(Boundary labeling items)
********************

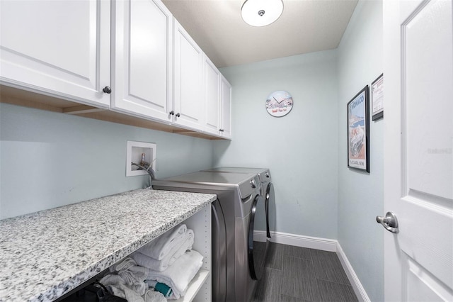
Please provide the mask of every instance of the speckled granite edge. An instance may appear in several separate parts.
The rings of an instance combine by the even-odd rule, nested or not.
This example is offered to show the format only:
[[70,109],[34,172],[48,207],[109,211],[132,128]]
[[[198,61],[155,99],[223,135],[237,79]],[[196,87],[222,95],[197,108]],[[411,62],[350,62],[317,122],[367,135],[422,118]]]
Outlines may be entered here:
[[0,220],[0,301],[55,300],[215,198],[134,190]]

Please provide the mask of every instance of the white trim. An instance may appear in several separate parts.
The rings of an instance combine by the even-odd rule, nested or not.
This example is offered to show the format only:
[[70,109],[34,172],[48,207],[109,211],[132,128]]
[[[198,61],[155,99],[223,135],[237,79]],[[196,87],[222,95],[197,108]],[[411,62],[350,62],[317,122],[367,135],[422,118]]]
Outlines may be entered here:
[[[265,242],[266,240],[265,231],[256,230],[253,233],[253,236],[254,239],[257,241]],[[316,237],[302,236],[301,235],[289,234],[287,233],[270,232],[270,242],[293,245],[295,247],[336,252],[338,258],[340,259],[340,262],[341,262],[341,266],[346,272],[348,279],[354,289],[354,292],[355,293],[357,299],[361,302],[371,301],[338,240],[333,239],[319,238]]]
[[[265,231],[256,230],[253,234],[258,241],[265,241]],[[307,247],[328,252],[336,252],[338,243],[337,240],[332,239],[302,236],[281,232],[270,232],[270,241],[275,243],[282,243],[295,247]]]
[[367,292],[365,291],[365,289],[363,288],[362,284],[360,283],[360,280],[359,280],[359,277],[355,274],[355,272],[354,272],[354,269],[352,269],[352,266],[349,262],[348,257],[346,257],[346,254],[343,252],[340,243],[337,242],[337,255],[340,259],[340,262],[341,262],[341,265],[346,272],[346,275],[348,275],[348,279],[349,281],[351,283],[351,286],[352,289],[354,289],[354,292],[355,293],[355,296],[359,299],[360,301],[363,302],[369,302],[371,301]]

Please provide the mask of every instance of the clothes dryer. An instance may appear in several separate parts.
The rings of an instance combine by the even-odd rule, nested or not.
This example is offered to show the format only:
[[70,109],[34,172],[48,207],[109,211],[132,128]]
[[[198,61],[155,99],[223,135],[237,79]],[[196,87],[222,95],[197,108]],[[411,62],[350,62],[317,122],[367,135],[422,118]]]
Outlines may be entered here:
[[[270,239],[270,231],[275,231],[275,194],[274,185],[272,182],[270,171],[268,168],[249,168],[241,167],[220,167],[205,171],[222,172],[229,173],[255,173],[260,178],[261,183],[261,196],[265,199],[265,223],[258,223],[258,228],[262,228],[263,223],[265,223],[266,236]],[[261,216],[259,216],[261,217]]]
[[255,224],[263,219],[256,215],[265,213],[258,175],[199,172],[154,179],[153,189],[217,194],[212,206],[212,301],[251,301],[267,252],[267,242],[254,238]]

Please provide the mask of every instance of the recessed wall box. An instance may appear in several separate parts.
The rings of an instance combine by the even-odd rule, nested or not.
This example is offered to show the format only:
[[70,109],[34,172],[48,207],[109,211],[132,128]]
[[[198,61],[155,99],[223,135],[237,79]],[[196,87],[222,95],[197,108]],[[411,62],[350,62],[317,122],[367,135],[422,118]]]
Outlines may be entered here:
[[156,145],[151,142],[128,140],[126,152],[126,177],[148,175],[146,171],[139,169],[140,168],[137,166],[132,165],[132,162],[142,164],[141,163],[143,160],[142,155],[144,155],[144,161],[150,164],[151,169],[155,171],[156,148]]

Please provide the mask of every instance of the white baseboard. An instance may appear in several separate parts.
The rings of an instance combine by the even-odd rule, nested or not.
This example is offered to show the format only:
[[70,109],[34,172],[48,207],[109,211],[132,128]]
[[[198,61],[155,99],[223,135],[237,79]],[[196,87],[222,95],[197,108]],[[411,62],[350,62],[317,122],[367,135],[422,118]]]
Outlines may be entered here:
[[343,252],[340,243],[337,241],[337,255],[340,259],[340,262],[341,262],[341,265],[343,266],[343,269],[346,272],[346,275],[348,275],[348,279],[349,281],[351,283],[351,286],[352,289],[354,289],[354,292],[355,293],[355,296],[359,299],[360,301],[363,302],[369,302],[369,297],[365,291],[365,289],[363,288],[362,284],[360,283],[360,280],[359,280],[359,277],[355,274],[355,272],[354,272],[354,269],[352,269],[352,266],[349,262],[348,257],[346,257],[346,254]]
[[[265,242],[266,233],[256,230],[253,233],[258,241]],[[287,233],[270,232],[270,241],[283,245],[294,245],[295,247],[307,247],[309,249],[321,250],[328,252],[336,252],[337,240],[332,239],[319,238],[316,237],[302,236],[300,235],[289,234]]]
[[[265,242],[265,231],[256,230],[253,233],[253,235],[255,240],[260,242]],[[343,252],[338,240],[316,237],[302,236],[300,235],[289,234],[287,233],[270,232],[270,241],[272,242],[282,243],[283,245],[293,245],[295,247],[336,252],[357,299],[361,302],[370,301],[367,292],[360,283],[360,280],[359,280],[357,274],[355,274],[355,272],[354,272],[351,264],[349,262],[346,255]]]

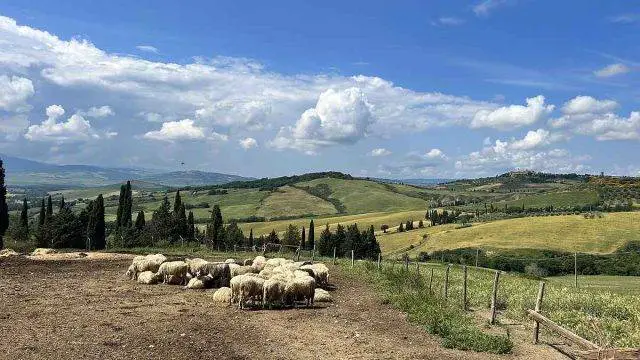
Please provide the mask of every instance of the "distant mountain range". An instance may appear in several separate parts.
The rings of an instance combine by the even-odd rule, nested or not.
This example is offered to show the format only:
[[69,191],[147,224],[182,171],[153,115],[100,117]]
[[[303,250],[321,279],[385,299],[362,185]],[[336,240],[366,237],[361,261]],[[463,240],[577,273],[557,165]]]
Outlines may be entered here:
[[253,178],[243,176],[195,170],[165,172],[144,168],[55,165],[2,154],[0,154],[0,159],[4,161],[6,182],[12,186],[104,186],[126,180],[139,180],[180,187],[253,180]]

********************

• [GOAL]
Output every entry word for word, but omit the pictures.

• [CORRECT RESULT]
Please provide the mask of every instance of the speckled granite edge. An instance may appear in several separate parts.
The rings of an instance combine by the even-odd rule, nested or not.
This example is offered to show the format only:
[[70,109],[34,172],[48,207],[109,211],[132,128]]
[[[198,61],[155,99],[223,135],[237,79]],[[196,87],[222,95],[197,108]],[[411,62],[350,62],[317,122],[367,135],[422,118]]]
Outlines may be entered here:
[[0,220],[0,301],[55,300],[215,198],[134,190]]

Please provide the mask of every instance of the white trim. An instance may appear in several separate parts.
The rings of an instance combine by the even-odd rule, nested or not.
This example is offered to show the format only:
[[70,109],[34,172],[48,207],[109,211],[132,128]]
[[[198,61],[155,99],[223,135],[237,79]],[[196,87],[222,95],[197,108]],[[411,62],[350,62],[317,122],[367,135],[422,118]]]
Outlines may be entered here:
[[[265,242],[266,240],[265,231],[256,230],[253,233],[253,236],[254,239],[257,241]],[[316,237],[302,236],[301,235],[289,234],[287,233],[270,232],[270,242],[293,245],[295,247],[336,252],[338,258],[340,259],[340,262],[341,262],[341,266],[346,272],[348,279],[354,289],[354,292],[355,293],[357,299],[361,302],[371,301],[338,240],[333,239],[319,238]]]
[[[265,231],[256,230],[253,234],[258,241],[265,241]],[[307,247],[328,252],[336,252],[338,243],[337,240],[332,239],[302,236],[281,232],[270,232],[270,241],[275,243],[282,243],[295,247]]]
[[367,292],[365,291],[365,289],[363,288],[362,284],[360,283],[360,280],[359,280],[359,277],[355,274],[355,272],[354,272],[354,269],[352,269],[352,266],[349,262],[348,257],[346,257],[346,254],[343,252],[340,243],[337,242],[337,255],[340,259],[340,262],[341,262],[341,265],[346,272],[346,275],[348,275],[348,279],[349,281],[351,283],[351,286],[352,289],[354,289],[354,292],[355,293],[355,296],[359,299],[360,301],[363,302],[369,302],[371,301]]

Please provide the mask of every instance of the clothes dryer. An instance may appear in several separate parts.
The rings of an instance combine by the even-odd rule, nested or not.
This example is offered to show the format only:
[[70,109],[34,172],[48,207],[109,211],[132,128]]
[[[198,61],[155,99],[223,135],[237,79]],[[196,87],[222,95],[197,108]],[[411,62],[350,62],[317,122],[367,135],[422,118]]]
Outlines may be entered here:
[[[270,239],[270,231],[275,231],[275,194],[274,185],[272,182],[270,171],[268,168],[249,168],[241,167],[220,167],[205,171],[222,172],[229,173],[255,173],[260,178],[261,183],[261,196],[265,199],[265,223],[258,223],[258,228],[262,228],[263,223],[265,223],[266,236]],[[261,216],[259,216],[261,217]]]
[[255,224],[263,219],[256,215],[265,213],[258,175],[199,172],[154,179],[153,189],[217,194],[212,206],[212,301],[251,301],[267,252],[267,242],[254,238]]

Please provide the mask of every instance of the recessed wall box. An instance may appear in several separate parts.
The rings of an instance combine by the even-odd rule, nested or not.
This example is offered to show the format only:
[[70,109],[34,172],[48,207],[109,211],[132,128]]
[[[198,61],[155,99],[223,135],[237,79]],[[196,87],[222,95],[197,108]],[[411,62],[350,62],[317,122],[367,135],[422,118]]]
Outlines may be entered here:
[[156,145],[151,142],[128,140],[126,152],[126,177],[148,175],[146,171],[139,169],[140,168],[137,166],[132,165],[132,162],[142,164],[141,163],[143,160],[142,155],[144,155],[144,161],[150,164],[151,169],[155,171],[156,148]]

Please provide the mask of every instance of the white baseboard. An instance may appear in several separate parts.
The rings of an instance combine by the even-odd rule, nested or not.
This example is offered to show the format only:
[[70,109],[34,172],[48,207],[109,211],[132,128]]
[[[198,61],[155,99],[223,135],[237,79]],[[196,87],[222,95],[197,108]],[[411,62],[350,62],[317,122],[367,135],[422,118]]]
Outlines may be entered here:
[[343,252],[340,243],[337,241],[337,255],[340,259],[340,262],[341,262],[341,265],[343,266],[343,269],[346,272],[346,275],[348,275],[348,279],[349,281],[351,283],[351,286],[352,289],[354,289],[354,292],[355,293],[355,296],[359,299],[360,301],[363,302],[369,302],[369,297],[365,291],[365,289],[363,288],[362,284],[360,283],[360,280],[359,280],[359,277],[355,274],[355,272],[354,272],[354,269],[352,269],[352,266],[349,262],[348,257],[346,257],[346,254]]
[[[265,242],[266,233],[256,230],[253,233],[258,241]],[[287,233],[270,232],[270,241],[283,245],[294,245],[295,247],[307,247],[309,249],[321,250],[328,252],[336,252],[337,240],[332,239],[319,238],[316,237],[302,236],[300,235],[289,234]]]
[[[265,242],[265,231],[256,230],[253,233],[253,235],[255,240],[260,242]],[[343,252],[338,240],[316,237],[302,236],[300,235],[289,234],[287,233],[270,232],[270,241],[272,242],[282,243],[283,245],[293,245],[295,247],[336,252],[357,299],[361,302],[370,301],[367,292],[360,283],[360,280],[359,280],[357,274],[355,274],[355,272],[354,272],[351,264],[349,262],[346,255]]]

Please provide the mask of every instance of the "distant mountain range". An instance may appear in several separate parts.
The rings of an instance combine by the even-odd rule, nested or not.
This example is offered to show the format only:
[[69,191],[147,224],[182,171],[153,115],[100,117]]
[[[303,250],[321,279],[385,299],[362,185]],[[336,240],[366,237],[361,261]],[[463,240],[577,273],[557,165]]]
Outlines may be entered here:
[[253,178],[243,176],[195,170],[165,172],[144,168],[55,165],[2,154],[0,154],[0,159],[4,161],[6,182],[12,186],[104,186],[126,180],[139,180],[180,187],[253,180]]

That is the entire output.